◆ SHORT EXERCISE
Restate every entry word for word.

[start]

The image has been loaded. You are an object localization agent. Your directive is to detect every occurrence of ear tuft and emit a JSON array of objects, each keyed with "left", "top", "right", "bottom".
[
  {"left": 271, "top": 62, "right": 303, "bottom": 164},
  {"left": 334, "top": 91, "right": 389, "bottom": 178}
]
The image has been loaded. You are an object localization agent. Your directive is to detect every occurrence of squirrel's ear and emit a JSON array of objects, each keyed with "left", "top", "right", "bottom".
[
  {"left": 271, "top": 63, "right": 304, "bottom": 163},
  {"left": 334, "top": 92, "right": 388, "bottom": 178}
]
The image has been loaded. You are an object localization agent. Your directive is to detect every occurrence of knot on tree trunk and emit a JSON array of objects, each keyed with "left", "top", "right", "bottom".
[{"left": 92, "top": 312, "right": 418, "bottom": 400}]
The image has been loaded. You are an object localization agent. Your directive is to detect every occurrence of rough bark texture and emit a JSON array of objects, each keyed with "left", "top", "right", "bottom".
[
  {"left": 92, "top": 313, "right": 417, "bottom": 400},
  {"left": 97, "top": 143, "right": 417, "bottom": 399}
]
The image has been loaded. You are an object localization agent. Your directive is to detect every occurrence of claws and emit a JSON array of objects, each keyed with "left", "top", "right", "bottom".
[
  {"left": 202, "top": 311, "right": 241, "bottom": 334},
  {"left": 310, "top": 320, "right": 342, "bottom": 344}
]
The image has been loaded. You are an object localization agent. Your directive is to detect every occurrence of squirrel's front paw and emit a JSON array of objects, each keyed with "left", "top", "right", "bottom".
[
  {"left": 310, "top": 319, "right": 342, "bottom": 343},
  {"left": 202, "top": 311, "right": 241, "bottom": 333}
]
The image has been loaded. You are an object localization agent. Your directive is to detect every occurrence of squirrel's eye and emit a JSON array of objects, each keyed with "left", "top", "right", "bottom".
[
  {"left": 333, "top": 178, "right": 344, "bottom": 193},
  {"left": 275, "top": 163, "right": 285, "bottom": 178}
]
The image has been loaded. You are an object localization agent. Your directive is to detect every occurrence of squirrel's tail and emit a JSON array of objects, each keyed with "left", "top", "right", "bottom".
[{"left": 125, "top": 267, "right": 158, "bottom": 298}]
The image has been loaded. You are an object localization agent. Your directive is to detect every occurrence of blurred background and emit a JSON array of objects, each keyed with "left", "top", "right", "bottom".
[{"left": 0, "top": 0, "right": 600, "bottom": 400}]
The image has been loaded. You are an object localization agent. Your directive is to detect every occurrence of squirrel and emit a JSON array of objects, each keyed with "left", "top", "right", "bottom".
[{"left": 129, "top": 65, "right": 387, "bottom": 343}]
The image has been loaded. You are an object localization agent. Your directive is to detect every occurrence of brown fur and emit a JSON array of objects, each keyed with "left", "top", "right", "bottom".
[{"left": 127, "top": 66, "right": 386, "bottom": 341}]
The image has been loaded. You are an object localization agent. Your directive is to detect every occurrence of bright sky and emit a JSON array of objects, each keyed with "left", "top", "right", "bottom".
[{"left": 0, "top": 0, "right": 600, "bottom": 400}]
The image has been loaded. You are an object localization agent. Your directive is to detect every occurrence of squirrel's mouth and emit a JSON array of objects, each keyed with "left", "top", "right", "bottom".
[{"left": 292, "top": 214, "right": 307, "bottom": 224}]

[end]

◆ FULL SOLUTION
The image has been loaded. You are an object localization agent. Your directive is to detect every occurrence of ear tuft and emit a JSON array of objects, each keyed with "left", "top", "right", "bottom".
[
  {"left": 271, "top": 62, "right": 303, "bottom": 164},
  {"left": 334, "top": 91, "right": 389, "bottom": 178}
]
The image has been loaded. You are an object localization agent. Your directive is to detect every occurrence of squirrel's ear and emit a JSON array of objects, each keyed with "left", "top", "right", "bottom".
[
  {"left": 271, "top": 63, "right": 304, "bottom": 163},
  {"left": 334, "top": 92, "right": 388, "bottom": 178}
]
The image has been loaded. You are an object localization agent. Your directive is to detect every occurrence of knot on tree trunk and emit a JSON array of objects, each keyed with "left", "top", "right", "bottom".
[{"left": 92, "top": 312, "right": 418, "bottom": 400}]
The image has been loaded. You are an object localization agent. Your directive is to detect every occurrence of rough bark texture and emit a JSON array of objects, each keyed with "left", "top", "right", "bottom".
[
  {"left": 92, "top": 313, "right": 417, "bottom": 400},
  {"left": 97, "top": 143, "right": 417, "bottom": 399}
]
The image has been loaded. You are an object localization agent. Your directive is to detect every occurrence of claws and emit a JSON array of objects, each keyed with "left", "top", "right", "bottom".
[
  {"left": 202, "top": 311, "right": 241, "bottom": 334},
  {"left": 310, "top": 320, "right": 342, "bottom": 344}
]
The image has been loaded. You are an object localization agent. Your directive is to detect every occurrence of squirrel's front paw and emit a JSON array of objects, each keyed with "left", "top", "right", "bottom".
[
  {"left": 310, "top": 319, "right": 342, "bottom": 343},
  {"left": 202, "top": 311, "right": 241, "bottom": 333}
]
The image has been loaded. You are an object localization agent. Your directive is to detect every occurrence of squirrel's eye and emit a JSON array of objects, each keyed with "left", "top", "right", "bottom".
[
  {"left": 333, "top": 178, "right": 344, "bottom": 193},
  {"left": 275, "top": 163, "right": 285, "bottom": 178}
]
The image has been loaded. You are an object localization agent. Your directive is to detect every occurrence of squirrel's tail and emit a JSON array of objects, each keyed with "left", "top", "right", "bottom".
[{"left": 125, "top": 267, "right": 158, "bottom": 298}]
The image has been loaded. You are an object localization agent. Your directive is to detect every occurrence of blurred background and emit a JSON array of objects, each keyed with "left", "top", "right", "bottom".
[{"left": 0, "top": 0, "right": 600, "bottom": 400}]
The image has been loaded. You are an object localization agent. Your directive is to detect every occurrence of squirrel and emit a JSON array of objects, each keyed with "left", "top", "right", "bottom".
[{"left": 129, "top": 65, "right": 387, "bottom": 343}]
The image has been loaded. You are an object localization agent. Your directive is to detect every occurrence of brown fur and emit a JSON array of objects, each keyed with "left", "top", "right", "bottom".
[{"left": 127, "top": 66, "right": 386, "bottom": 341}]
The image has been loaded. You are an object localization agent. Your directive is to detect every occurrence of bright sky and emit a JSON array of objects, each keyed with "left", "top", "right", "bottom".
[{"left": 0, "top": 0, "right": 600, "bottom": 400}]
The image has been loaded. You are an object localization agent. Your directive is to detect every occurrence of squirrel's mouth and emit a JSON array of objects, each keyed with "left", "top", "right", "bottom".
[{"left": 292, "top": 214, "right": 307, "bottom": 224}]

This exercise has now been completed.